[Records from a collection]

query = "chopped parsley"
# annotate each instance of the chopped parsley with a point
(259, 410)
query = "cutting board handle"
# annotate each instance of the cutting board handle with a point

Problem requirements: Pull out each line of the items above that contains the string "handle". Copy those lines without changes.

Written reply:
query = "cutting board handle"
# annotate each instance of the cutting board handle with a point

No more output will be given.